Document extract -
══════

Minister for Aboriginal and Torres Strait Islander Affairs
- In office 24 July 1987 – 4 April 1990
- Prime Minister: Bob Hawke
- Preceded by: Clyde Holding
- Succeeded by: Robert Tickner

Minister for Immigration, Local Government and Ethnic Affairs
- In office 4 April 1990 – 24 March 1993
- Prime Minister: Bob Hawke Paul Keating
- Preceded by: Robert Ray
- Succeeded by: Nick Bolkus

Member of the Australian Parliament for Melbourne
- In office 5 March 1983 – 8 February 1993
- Preceded by: Ted Innes
- Succeeded by: Lindsay Tanner

Personal details
- Born: 30 June 1942 Melbourne, Victoria, Australia
- Died: 15 November 2023 (aged 81) Melbourne, Victoria, Australia
- Party: Australian Labor Party

= Gerry Hand =

Australian politician (1942–2023)

Gerard Leslie Hand (30 June 1942 – 15 November 2023) was an Australian politician, who was a Labor member of the Australian House of Representatives, representing the seat of Melbourne. He was minister for Aboriginal and Torres Strait Islander affairs in the third Hawke ministry, and minister for immigration, local government and ethnic affairs in the fourth Hawke ministry and first Keating ministry. Hand died in Melbourne on 15 November 2023, at the age of 81.

══════

Data provided -

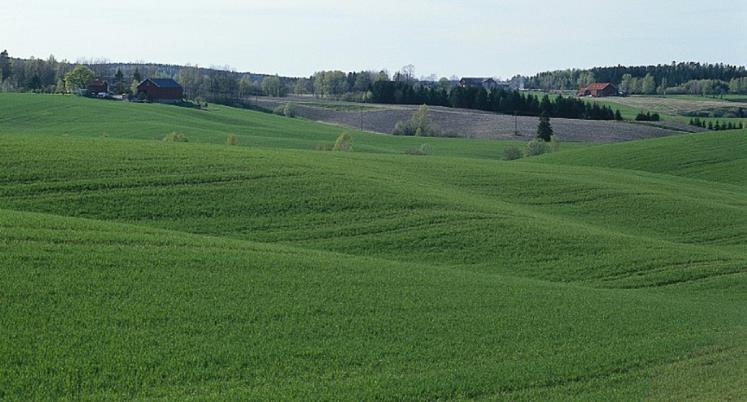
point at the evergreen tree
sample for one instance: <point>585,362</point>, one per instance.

══════

Work to complete -
1. Answer these questions from the profile of Gerry Hand, one per line:
(a) Who preceded him as Member of the Australian Parliament for Melbourne?
(b) Which party did he belong to?
(c) In which ministry did he serve as minister for Aboriginal and Torres Strait Islander affairs?
2. Rewrite the profile of Gerry Hand starting at "Australian politician (1942–2023)" and ending at "the age of 81.", swapping "politician" for "statesman" wherever it appears.
3. Extend the profile of Gerry Hand with new text that follows on from its final sentence.

Answers to the problems -
1.
(a) Ted Innes
(b) Australian Labor Party
(c) The third Hawke ministry

2.
Australian statesman (1942–2023)

Gerard Leslie Hand (30 June 1942 – 15 November 2023) was an Australian statesman, who was a Labor member of the Australian House of Representatives, representing the seat of Melbourne. He was minister for Aboriginal and Torres Strait Islander affairs in the third Hawke ministry, and minister for immigration, local government and ethnic affairs in the fourth Hawke ministry and first Keating ministry. Hand died in Melbourne on 15 November 2023, at the age of 81.

3.
==Minister for Aboriginal affairs==
As minister for Aboriginal affairs, Hand notably clashed with the secretary of the Department of Aboriginal Affairs, outspoken Aboriginal activist Charles Perkins, and Perkins resigned from the department in 1988 after being accused of misadministration.

==Minister for immigration, local government and ethnic affairs==
Hand was the immigration minister who, in 1992, introduced the controversial policy of mandatory detention for illegal arrivals and asylum seekers.

I believe it is crucial that all persons who come to Australia without prior authorisation not be released into the community. Their release would undermine the Government's strategy for determining their refugee claims or entry claims. Indeed, I believe it is vital to Australia that this be prevented as far as possible. The Government is determined that a clear signal be sent that migration to Australia may not be achieved by simply arriving in this country and expecting to be allowed into the community.

After retiring from politics in 1993, Hand represented Australia before the United Nations High Commission for Refugees and a round table discussion on refugees organised by the Government of Thailand. He was also a member of the Immigration Detention Advisory Group, providing advice to the minister for immigration and citizenship on the services, accommodation and amenities at the immigration detention centres.

In 1995, the deputy leader of the government in the Senate, Senator Robert Ray, suggested Hand as a possible replacement to Barry Jones as president of the ALP, but this suggestion never eventuated.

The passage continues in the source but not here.